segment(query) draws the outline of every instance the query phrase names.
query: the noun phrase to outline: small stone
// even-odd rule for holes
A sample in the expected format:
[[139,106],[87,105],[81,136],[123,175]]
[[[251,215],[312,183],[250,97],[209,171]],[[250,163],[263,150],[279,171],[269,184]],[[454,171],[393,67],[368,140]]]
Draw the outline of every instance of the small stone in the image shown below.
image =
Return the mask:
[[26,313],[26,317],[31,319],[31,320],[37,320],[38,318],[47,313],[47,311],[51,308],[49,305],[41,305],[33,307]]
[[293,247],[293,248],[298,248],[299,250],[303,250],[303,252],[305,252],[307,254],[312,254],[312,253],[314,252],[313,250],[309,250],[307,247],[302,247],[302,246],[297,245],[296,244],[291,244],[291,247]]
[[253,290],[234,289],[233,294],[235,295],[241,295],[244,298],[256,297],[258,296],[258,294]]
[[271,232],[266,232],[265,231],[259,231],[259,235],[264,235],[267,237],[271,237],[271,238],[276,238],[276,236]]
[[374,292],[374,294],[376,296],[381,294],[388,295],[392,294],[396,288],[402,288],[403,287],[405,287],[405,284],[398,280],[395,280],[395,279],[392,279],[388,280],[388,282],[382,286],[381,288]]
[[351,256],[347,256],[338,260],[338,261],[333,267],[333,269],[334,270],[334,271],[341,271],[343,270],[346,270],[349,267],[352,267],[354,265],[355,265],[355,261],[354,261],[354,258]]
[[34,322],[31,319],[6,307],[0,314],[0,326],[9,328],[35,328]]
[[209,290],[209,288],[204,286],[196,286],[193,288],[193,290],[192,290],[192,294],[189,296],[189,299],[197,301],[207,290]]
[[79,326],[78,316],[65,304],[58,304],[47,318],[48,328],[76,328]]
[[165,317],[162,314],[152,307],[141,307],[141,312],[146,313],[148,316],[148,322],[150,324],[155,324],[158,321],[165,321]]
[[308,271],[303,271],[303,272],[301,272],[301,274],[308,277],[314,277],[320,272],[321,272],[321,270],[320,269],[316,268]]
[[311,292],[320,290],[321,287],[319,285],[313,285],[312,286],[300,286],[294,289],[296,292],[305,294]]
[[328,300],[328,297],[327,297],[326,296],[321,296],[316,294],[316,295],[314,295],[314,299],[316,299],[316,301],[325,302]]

::::::::::

> **Work to be completed**
Put each line of the entries above into a numbered list, leaving out any blank lines.

> **Task answer**
1. segment(query) draws the outline of every instance the query phrase names.
2. query: the noun phrase to outline: small stone
3. // even-odd rule for holes
4. A sample in the expected format:
5. [[139,106],[87,105],[81,136],[123,175]]
6. [[[251,215],[312,183],[250,97],[209,171]],[[250,163],[263,150],[279,171],[269,184]],[[454,171],[393,67],[368,140]]]
7. Draw the outline of every instance of the small stone in the image shown below.
8. image =
9. Return the mask:
10. [[26,313],[26,317],[31,319],[31,320],[37,320],[38,318],[47,313],[47,311],[51,308],[49,305],[41,305],[33,307]]
11. [[293,247],[293,248],[298,248],[299,250],[303,250],[303,252],[305,252],[307,254],[312,254],[312,253],[314,252],[313,250],[309,250],[307,247],[302,247],[302,246],[297,245],[296,244],[291,244],[291,247]]
12. [[253,290],[234,289],[233,294],[235,295],[241,295],[244,298],[256,297],[258,296],[258,294]]
13. [[271,232],[266,232],[265,231],[259,231],[259,235],[264,235],[267,237],[271,237],[271,238],[276,238],[276,236]]
14. [[374,292],[374,294],[376,296],[381,294],[388,295],[392,294],[396,288],[402,288],[403,287],[405,287],[405,284],[398,280],[395,280],[395,279],[392,279],[388,280],[388,282],[382,286],[381,288]]
15. [[351,256],[347,256],[338,260],[338,261],[333,267],[333,269],[334,270],[334,271],[341,271],[343,270],[346,270],[349,267],[352,267],[354,265],[355,265],[355,261],[354,261],[354,258]]
16. [[34,322],[31,319],[6,307],[0,314],[0,326],[9,328],[35,328]]
17. [[209,290],[209,288],[204,286],[196,286],[193,288],[193,290],[192,290],[192,294],[189,296],[189,299],[197,301],[207,290]]
18. [[79,326],[78,316],[65,304],[58,304],[47,318],[48,328],[76,328]]
19. [[165,317],[162,314],[152,307],[141,307],[141,312],[146,313],[148,316],[148,322],[150,324],[155,324],[158,321],[165,321]]
20. [[308,271],[303,271],[303,272],[301,272],[301,274],[308,277],[314,277],[320,272],[321,272],[321,270],[320,269],[316,268]]
21. [[311,292],[320,290],[321,287],[319,285],[313,285],[312,286],[300,286],[294,289],[296,292],[305,294]]
22. [[328,300],[328,297],[327,297],[326,296],[321,296],[316,294],[316,295],[314,295],[314,299],[316,299],[316,301],[325,302]]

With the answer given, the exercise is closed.